### [What to work on]
Lay out the items below as a Markdown table with the columns "Row" and "Text", one numbered line per row, skipping blank lines. Leave the pictures out of the answer.

### [Data supplied]
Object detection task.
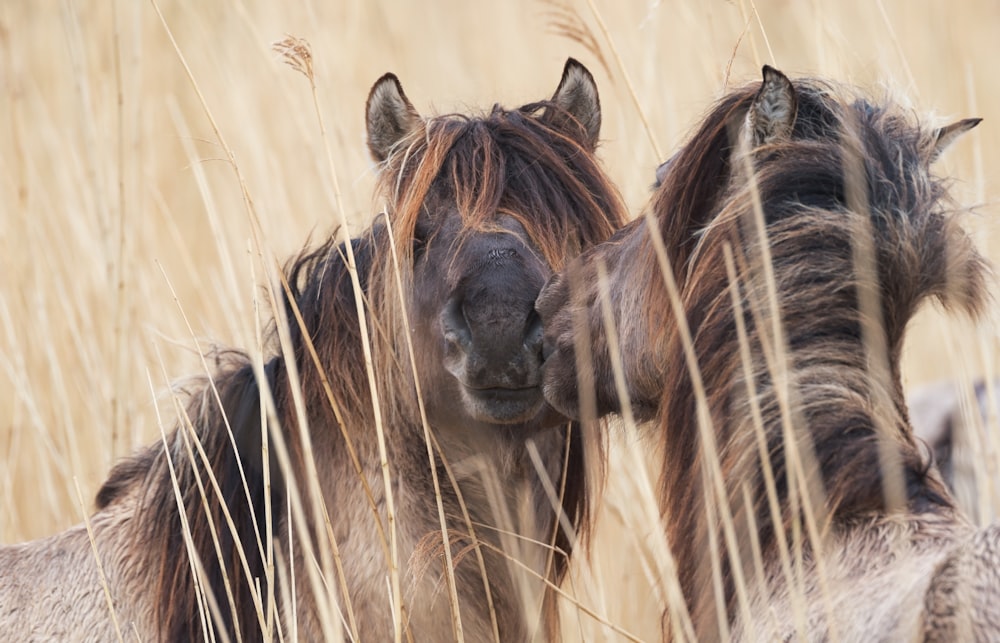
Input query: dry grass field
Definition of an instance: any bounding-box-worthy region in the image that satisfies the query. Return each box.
[0,0,1000,640]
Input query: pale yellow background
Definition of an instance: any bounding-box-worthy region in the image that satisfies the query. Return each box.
[0,0,1000,640]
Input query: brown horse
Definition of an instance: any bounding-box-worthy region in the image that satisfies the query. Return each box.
[536,67,1000,641]
[0,60,625,641]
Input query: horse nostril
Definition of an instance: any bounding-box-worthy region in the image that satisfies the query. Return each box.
[524,310,545,357]
[441,297,472,349]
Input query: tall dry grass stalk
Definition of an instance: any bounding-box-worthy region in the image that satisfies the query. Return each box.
[0,0,1000,640]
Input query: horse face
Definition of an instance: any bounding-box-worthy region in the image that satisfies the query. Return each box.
[411,214,551,425]
[366,59,624,428]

### [Task result]
| Row | Text |
|---|---|
| 1 | Object detection task. |
| 2 | Input query: dry grass field |
| 3 | Definition of an instance: any bounding-box-worthy region in the image that satisfies the query. Return each box. |
| 4 | [0,0,1000,640] |
| 5 | Input query: pale yellow background |
| 6 | Definition of an instance: any bounding-box-worthy region in the image that satisfies the query. Return each box. |
| 7 | [0,0,1000,640] |
| 8 | Input query: brown horse |
| 9 | Definition of an instance: any bounding-box-worthy region in the image that satisfies the query. Return each box. |
| 10 | [536,67,1000,641] |
| 11 | [0,60,625,641] |
| 12 | Input query: horse nostril |
| 13 | Definition of an instance: any bounding-box-worthy region in the image that satisfies the query. Return each box. |
| 14 | [524,310,545,357] |
| 15 | [441,297,472,349] |
| 16 | Input query: tall dry grass stalk |
| 17 | Definition of an instance: any bounding-box-worthy region in the image that satisfies the query. Return each box. |
| 18 | [0,0,1000,640] |
| 19 | Input query: horse face |
| 20 | Definition of an instance: any bounding-box-worthy region in the image that satisfies the query. Return each box. |
| 21 | [411,214,551,425] |
| 22 | [366,59,624,428] |